Supplied text.
********************

Second Amendment to Promissory Note dated as of March 31, 2023
Exhibit 2.1
THIS NOTE HAS NOT BEEN REGISTERED UNDER THE SECURITIES ACT OF 1933, AS AMENDED (THE “SECURITIES ACT”). THIS NOTE HAS BEEN ACQUIRED FOR INVESTMENT ONLY AND MAY NOT BE SOLD, TRANSFERRED OR ASSIGNED IN THE ABSENCE OF REGISTRATION OF THE RESALE THEREOF UNDER THE SECURITIES ACT OR AN OPINION OF COUNSEL REASONABLY SATISFACTORY IN FORM, SCOPE AND SUBSTANCE TO THE COMPANY THAT SUCH REGISTRATION IS NOT REQUIRED.

********************

Excerpted records.

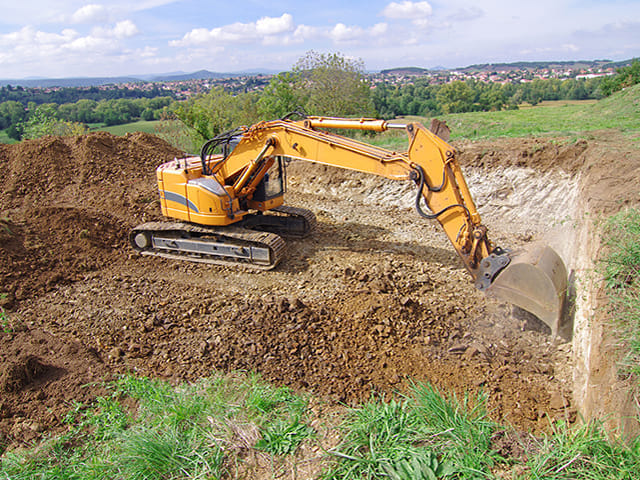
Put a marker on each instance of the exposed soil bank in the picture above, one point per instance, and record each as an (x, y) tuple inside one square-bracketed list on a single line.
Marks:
[(374, 299)]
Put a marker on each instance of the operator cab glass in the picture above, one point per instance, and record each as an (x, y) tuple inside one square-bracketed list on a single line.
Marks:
[(273, 183)]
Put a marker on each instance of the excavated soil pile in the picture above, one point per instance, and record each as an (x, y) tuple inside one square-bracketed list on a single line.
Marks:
[(374, 299)]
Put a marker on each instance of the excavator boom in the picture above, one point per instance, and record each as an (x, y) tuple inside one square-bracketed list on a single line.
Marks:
[(243, 186)]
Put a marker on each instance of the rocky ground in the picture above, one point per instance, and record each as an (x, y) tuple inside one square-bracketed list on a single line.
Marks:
[(375, 299)]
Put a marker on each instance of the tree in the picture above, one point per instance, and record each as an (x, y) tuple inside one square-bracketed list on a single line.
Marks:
[(455, 97), (626, 77), (334, 85), (44, 121), (216, 111), (283, 95)]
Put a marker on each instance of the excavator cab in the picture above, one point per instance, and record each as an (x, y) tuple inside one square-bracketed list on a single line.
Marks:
[(228, 204), (273, 184)]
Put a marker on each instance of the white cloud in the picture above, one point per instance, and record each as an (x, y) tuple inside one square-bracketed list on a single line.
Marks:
[(407, 10), (275, 25), (379, 29), (264, 29), (125, 29), (91, 13), (466, 14), (342, 33)]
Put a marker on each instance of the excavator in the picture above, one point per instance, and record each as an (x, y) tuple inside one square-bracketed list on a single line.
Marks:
[(227, 206)]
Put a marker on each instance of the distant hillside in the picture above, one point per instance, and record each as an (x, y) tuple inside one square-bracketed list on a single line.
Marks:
[(98, 81), (405, 71), (576, 65), (515, 66)]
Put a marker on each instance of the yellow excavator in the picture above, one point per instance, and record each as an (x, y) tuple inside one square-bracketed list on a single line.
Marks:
[(228, 204)]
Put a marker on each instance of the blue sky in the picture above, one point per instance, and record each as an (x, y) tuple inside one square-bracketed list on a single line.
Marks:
[(67, 38)]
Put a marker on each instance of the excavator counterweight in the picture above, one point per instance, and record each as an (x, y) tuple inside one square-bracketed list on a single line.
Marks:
[(228, 206)]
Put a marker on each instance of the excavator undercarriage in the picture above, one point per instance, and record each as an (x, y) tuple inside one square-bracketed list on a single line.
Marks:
[(228, 206)]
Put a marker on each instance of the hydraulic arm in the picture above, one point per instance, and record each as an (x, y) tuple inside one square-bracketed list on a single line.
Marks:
[(224, 189)]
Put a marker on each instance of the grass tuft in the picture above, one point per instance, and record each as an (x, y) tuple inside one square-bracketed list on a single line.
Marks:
[(621, 270)]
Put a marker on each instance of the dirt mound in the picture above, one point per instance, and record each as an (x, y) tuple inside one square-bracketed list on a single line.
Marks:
[(537, 153), (376, 298), (67, 204), (114, 175), (41, 376)]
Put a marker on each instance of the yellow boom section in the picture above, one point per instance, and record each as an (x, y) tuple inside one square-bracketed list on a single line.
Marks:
[(430, 162)]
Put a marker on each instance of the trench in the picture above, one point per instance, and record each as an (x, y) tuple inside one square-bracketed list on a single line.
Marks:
[(523, 205)]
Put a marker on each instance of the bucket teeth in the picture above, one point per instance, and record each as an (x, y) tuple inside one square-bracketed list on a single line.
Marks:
[(535, 281)]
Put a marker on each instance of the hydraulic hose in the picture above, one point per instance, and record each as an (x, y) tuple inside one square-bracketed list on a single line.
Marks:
[(421, 184)]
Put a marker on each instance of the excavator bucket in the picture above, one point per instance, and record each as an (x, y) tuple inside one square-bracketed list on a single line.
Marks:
[(536, 281)]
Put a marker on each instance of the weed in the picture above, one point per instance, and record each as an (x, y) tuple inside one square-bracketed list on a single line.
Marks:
[(283, 437), (621, 272)]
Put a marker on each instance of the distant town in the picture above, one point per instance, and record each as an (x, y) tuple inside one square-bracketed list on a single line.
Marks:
[(188, 85)]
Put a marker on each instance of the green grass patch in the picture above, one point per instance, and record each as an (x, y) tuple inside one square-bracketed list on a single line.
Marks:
[(620, 111), (425, 436), (147, 429), (4, 138), (621, 270)]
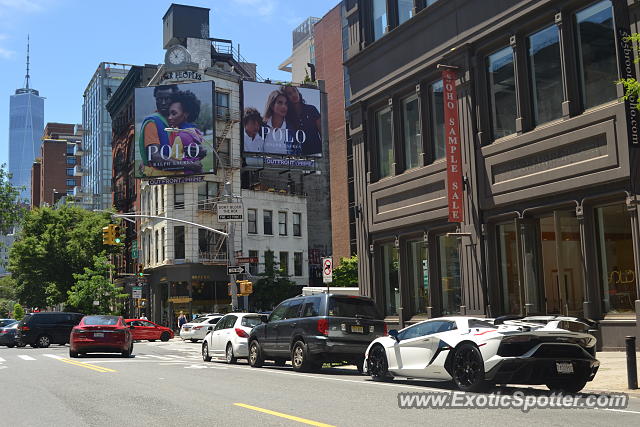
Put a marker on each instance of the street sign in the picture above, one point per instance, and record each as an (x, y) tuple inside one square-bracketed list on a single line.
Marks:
[(327, 270), (230, 212), (236, 269)]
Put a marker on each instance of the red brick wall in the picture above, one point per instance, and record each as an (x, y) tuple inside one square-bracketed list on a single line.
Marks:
[(328, 50)]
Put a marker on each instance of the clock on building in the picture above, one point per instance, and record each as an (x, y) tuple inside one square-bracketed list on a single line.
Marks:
[(177, 55)]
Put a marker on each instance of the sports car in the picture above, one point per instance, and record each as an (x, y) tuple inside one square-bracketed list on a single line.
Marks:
[(475, 353)]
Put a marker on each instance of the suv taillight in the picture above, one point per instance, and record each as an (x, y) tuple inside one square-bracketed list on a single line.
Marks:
[(323, 326), (241, 333)]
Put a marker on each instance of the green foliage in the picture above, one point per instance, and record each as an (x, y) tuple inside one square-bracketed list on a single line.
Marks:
[(18, 312), (93, 285), (346, 274), (273, 287), (52, 245)]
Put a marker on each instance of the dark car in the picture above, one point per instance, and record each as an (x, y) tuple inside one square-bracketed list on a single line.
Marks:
[(101, 334), (310, 330), (8, 334), (46, 328)]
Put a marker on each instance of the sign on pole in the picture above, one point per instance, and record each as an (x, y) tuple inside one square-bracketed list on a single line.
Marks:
[(230, 212), (327, 270)]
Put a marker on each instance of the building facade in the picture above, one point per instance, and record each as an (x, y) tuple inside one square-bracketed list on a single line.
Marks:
[(96, 142), (549, 171)]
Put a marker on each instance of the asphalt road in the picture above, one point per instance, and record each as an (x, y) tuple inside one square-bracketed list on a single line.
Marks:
[(167, 384)]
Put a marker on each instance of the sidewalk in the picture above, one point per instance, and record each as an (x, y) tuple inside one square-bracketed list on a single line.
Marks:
[(612, 375)]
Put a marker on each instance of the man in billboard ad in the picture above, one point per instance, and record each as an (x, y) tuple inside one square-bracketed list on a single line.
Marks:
[(174, 130), (281, 119)]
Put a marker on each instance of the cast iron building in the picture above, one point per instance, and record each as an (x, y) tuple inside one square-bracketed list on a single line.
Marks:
[(550, 207)]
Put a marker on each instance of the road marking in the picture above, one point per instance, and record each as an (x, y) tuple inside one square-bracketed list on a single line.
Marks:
[(281, 415), (86, 365), (24, 357)]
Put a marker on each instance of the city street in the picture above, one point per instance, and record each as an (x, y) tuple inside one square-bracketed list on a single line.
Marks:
[(168, 384)]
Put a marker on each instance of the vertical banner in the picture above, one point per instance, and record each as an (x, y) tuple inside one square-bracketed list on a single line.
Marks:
[(455, 190)]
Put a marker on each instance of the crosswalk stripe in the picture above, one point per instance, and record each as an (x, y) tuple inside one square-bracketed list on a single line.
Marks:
[(25, 357)]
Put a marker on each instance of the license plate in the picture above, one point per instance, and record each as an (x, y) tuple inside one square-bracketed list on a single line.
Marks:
[(564, 367)]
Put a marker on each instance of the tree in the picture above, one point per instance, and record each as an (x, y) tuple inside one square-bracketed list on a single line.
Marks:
[(273, 287), (346, 274), (94, 285), (52, 245)]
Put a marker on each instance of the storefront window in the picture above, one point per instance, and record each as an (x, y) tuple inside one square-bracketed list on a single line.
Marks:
[(450, 274), (508, 268), (615, 254), (390, 283), (596, 54), (418, 276)]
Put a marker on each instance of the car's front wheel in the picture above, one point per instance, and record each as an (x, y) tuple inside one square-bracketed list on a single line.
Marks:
[(468, 368), (378, 365)]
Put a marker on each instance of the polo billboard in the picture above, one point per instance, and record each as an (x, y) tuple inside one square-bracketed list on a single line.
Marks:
[(281, 120), (175, 130)]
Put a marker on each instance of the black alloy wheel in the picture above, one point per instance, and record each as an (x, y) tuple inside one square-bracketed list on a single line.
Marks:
[(468, 368)]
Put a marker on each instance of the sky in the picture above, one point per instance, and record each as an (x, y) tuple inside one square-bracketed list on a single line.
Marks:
[(69, 38)]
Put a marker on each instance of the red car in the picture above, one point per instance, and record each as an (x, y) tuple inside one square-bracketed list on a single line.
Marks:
[(101, 334), (145, 330)]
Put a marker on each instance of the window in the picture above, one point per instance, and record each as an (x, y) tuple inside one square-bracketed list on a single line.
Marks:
[(437, 120), (379, 12), (252, 221), (596, 54), (296, 224), (267, 222), (411, 132), (546, 74), (297, 263), (178, 242), (207, 192), (502, 92), (178, 196), (284, 262), (282, 223), (385, 142)]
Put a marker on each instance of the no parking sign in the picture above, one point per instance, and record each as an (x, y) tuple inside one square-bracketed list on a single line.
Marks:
[(327, 270)]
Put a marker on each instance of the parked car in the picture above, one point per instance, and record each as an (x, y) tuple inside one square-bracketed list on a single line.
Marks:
[(198, 328), (229, 338), (101, 334), (474, 353), (310, 330), (8, 334), (45, 328), (146, 330)]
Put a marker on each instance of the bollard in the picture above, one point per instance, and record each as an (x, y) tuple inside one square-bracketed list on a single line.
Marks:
[(632, 371)]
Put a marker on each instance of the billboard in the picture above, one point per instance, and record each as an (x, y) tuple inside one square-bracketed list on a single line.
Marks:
[(281, 120), (175, 130)]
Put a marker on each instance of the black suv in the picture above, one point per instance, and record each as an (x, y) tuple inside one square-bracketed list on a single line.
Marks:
[(310, 330), (43, 329)]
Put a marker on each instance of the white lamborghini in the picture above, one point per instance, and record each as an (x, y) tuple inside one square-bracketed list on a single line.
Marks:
[(474, 352)]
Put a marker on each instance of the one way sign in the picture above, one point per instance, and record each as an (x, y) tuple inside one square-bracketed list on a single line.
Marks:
[(236, 269)]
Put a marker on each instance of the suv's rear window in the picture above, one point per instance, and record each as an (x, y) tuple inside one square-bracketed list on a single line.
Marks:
[(352, 307)]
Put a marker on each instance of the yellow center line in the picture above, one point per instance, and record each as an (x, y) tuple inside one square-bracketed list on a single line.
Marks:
[(87, 365), (281, 415)]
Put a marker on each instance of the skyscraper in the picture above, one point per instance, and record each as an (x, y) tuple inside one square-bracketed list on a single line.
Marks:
[(26, 124)]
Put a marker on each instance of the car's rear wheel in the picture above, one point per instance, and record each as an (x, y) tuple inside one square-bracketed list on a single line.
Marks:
[(468, 368), (378, 365), (43, 341), (231, 359), (255, 355), (205, 352)]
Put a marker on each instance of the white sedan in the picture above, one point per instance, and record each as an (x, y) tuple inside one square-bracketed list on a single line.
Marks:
[(198, 328), (229, 338)]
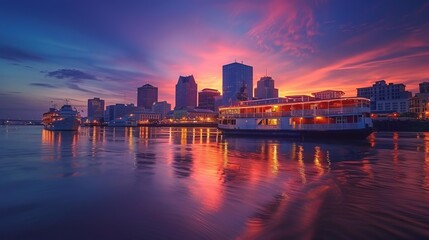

********************

Tasks to complete.
#1 Under which act does the promissory note text say the note has not been registered?
#2 From the promissory note text, return the passage from "Second Amendment to" to "IS NOT REQUIRED." word for word.

Task results.
#1 The Securities Act of 1933, as amended.

#2
Second Amendment to Promissory Note dated as of March 31, 2023
Exhibit 2.1
THIS NOTE HAS NOT BEEN REGISTERED UNDER THE SECURITIES ACT OF 1933, AS AMENDED (THE “SECURITIES ACT”). THIS NOTE HAS BEEN ACQUIRED FOR INVESTMENT ONLY AND MAY NOT BE SOLD, TRANSFERRED OR ASSIGNED IN THE ABSENCE OF REGISTRATION OF THE RESALE THEREOF UNDER THE SECURITIES ACT OR AN OPINION OF COUNSEL REASONABLY SATISFACTORY IN FORM, SCOPE AND SUBSTANCE TO THE COMPANY THAT SUCH REGISTRATION IS NOT REQUIRED.